- _Assignment_:
According to the article about Jake Finkbonner, how did he cut his lip?

- _Text shown_:
• • •

By Susan Brinkmann, OCDS
Staff Journalist
Eleven year-old Jake Finkbonner, who nearly died five years ago from a flesh-eating infection, says he went to heaven during his ordeal and talked to God.
ABC News affiliate KOMO in Seattle is reporting that Jake, whose miraculous cure is being investigated by the Vatican as being the result of prayer to Blessed Kateri Tekakwitha, said that the incident occurred while he was gravely ill after being infected by a rare flesh-eating bacteria that had entered his body through a cut on his lip.
On this particular day, his parents, who are Catholic, were praying alongside his hospital bed. His body suddenly felt so light he felt as though he could almost “lift off.” It was during this moment that he had a spectacular vision.
“I was able to look down at the hospital. I saw my family. And then I went back to the house where I saw my family,” he said. “The only thing is, I didn’t see myself.”
Jake said God was sitting in a high chair and was very tall.
“He wasn’t the size of a normal person,” he said.
Jake said he also saw deceased relatives – his uncle and his great-grandmother – as well as angels.
Because he was having so much fun, he asked God if he could stay, “but he said that my family needed me and everybody else down here – and he sent me down here and he sent me back down.”
After he woke up, he told his mother what happened.
“I remember him just laying there in the bedroom in the hospital bed and he sat straight up and said ‘I’ve been raised,'” Elsa Finkbonner remembered. “And I said, ‘Where?’ and he said, ‘To heaven.'”
Jake’s ordeal began six years ago in his hometown of Ferndale, Washington, when he was playing basketball and cut his lip on the rim of the basket. Within 24 hours, his face had swelled so much he was unrecognizable. His parents rushed him to the hospital where doctors discovered that he had been infected with a rare, flesh-eating bacteria known as necrotizing fasciitis. It had entered through the cut on his lip and began eating away at his face. For two months, doctors at Children’s Hospital in Seattle kept him in a coma as they worked aggressively to beat the odds and save his life.

• • •

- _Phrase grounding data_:
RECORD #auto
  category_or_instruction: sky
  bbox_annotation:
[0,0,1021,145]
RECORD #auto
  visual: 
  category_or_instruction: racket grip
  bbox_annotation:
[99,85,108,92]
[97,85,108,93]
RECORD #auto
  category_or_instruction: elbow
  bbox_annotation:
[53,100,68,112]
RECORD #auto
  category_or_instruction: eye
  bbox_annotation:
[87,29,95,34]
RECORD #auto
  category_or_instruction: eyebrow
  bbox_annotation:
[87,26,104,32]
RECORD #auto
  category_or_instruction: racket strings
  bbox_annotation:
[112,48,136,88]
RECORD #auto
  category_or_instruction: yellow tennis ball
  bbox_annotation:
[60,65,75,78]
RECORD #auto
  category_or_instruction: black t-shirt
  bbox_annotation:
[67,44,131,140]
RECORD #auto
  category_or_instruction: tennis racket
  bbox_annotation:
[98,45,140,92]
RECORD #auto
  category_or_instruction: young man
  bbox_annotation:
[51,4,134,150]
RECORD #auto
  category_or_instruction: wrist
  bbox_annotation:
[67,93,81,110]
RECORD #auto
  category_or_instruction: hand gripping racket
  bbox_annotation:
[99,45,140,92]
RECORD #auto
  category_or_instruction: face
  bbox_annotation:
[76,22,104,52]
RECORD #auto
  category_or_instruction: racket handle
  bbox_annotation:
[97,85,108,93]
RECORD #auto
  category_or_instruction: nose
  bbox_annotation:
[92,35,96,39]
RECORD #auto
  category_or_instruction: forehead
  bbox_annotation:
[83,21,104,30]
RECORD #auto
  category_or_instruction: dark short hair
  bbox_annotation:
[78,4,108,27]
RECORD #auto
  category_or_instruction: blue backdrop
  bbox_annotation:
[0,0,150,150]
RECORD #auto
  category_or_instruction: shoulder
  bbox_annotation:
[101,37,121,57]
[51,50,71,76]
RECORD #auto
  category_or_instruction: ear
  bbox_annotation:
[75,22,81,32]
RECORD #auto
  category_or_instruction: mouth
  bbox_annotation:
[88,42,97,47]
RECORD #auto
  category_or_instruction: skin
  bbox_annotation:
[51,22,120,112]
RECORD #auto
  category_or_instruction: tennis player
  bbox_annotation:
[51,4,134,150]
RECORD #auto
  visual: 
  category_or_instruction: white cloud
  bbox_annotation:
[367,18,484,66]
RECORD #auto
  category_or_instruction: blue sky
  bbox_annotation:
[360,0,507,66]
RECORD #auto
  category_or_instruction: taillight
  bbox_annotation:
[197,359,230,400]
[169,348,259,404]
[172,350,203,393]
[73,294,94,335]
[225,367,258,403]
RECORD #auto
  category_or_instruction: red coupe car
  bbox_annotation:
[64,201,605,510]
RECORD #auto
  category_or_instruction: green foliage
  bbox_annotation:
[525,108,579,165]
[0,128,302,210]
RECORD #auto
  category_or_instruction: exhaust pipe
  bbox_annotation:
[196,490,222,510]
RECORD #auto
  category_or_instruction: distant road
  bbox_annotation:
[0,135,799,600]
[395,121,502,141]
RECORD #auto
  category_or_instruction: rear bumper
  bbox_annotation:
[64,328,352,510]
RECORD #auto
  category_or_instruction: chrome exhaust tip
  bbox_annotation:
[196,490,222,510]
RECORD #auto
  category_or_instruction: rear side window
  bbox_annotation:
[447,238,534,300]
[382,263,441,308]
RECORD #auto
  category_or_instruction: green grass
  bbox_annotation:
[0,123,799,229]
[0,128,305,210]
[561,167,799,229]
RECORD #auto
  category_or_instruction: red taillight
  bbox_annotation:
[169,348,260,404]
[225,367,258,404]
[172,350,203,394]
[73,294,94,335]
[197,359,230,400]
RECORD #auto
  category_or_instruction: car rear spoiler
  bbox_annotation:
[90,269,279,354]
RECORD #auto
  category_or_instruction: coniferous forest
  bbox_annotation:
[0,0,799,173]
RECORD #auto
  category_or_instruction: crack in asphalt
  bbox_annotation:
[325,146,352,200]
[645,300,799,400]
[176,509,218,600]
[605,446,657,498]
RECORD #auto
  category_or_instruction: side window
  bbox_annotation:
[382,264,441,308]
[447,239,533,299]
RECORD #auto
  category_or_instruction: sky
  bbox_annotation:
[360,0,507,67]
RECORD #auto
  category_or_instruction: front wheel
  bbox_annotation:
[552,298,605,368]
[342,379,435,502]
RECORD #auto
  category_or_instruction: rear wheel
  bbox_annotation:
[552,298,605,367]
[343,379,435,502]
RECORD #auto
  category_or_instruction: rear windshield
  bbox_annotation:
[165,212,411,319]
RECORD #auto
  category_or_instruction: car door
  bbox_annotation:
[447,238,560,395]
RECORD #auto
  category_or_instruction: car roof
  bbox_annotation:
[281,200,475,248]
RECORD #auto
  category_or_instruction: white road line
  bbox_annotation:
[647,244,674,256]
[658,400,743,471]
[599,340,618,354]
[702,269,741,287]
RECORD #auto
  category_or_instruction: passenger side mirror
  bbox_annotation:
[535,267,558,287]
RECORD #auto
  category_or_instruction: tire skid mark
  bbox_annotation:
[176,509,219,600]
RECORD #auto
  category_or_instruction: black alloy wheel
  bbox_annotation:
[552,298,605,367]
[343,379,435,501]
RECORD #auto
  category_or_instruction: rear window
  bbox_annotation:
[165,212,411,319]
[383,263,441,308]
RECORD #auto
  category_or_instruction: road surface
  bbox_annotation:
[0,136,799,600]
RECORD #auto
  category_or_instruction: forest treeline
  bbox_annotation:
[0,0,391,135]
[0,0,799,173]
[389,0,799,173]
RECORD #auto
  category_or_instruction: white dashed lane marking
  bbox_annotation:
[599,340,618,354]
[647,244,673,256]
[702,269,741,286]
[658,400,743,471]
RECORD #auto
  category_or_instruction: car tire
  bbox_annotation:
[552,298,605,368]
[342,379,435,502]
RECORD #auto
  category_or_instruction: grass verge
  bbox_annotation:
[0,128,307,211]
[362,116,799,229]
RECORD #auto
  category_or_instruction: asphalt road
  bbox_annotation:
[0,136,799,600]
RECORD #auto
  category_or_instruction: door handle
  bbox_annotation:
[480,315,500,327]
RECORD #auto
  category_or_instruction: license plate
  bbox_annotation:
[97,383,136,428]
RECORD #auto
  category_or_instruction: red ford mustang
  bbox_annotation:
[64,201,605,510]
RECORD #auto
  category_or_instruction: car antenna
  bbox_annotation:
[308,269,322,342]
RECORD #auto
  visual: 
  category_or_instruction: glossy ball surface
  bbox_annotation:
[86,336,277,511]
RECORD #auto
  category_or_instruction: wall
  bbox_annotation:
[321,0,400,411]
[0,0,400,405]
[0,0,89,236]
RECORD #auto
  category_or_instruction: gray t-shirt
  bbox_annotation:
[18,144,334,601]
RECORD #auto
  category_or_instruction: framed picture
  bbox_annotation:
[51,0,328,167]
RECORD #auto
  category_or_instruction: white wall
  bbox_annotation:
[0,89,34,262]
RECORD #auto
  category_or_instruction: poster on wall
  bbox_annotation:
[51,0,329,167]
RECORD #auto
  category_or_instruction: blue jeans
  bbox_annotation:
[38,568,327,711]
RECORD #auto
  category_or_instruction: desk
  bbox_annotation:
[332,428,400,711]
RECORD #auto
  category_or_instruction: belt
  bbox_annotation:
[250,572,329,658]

• • •

- _Result of this task_:
He cut his lip on the rim of the basket while playing basketball.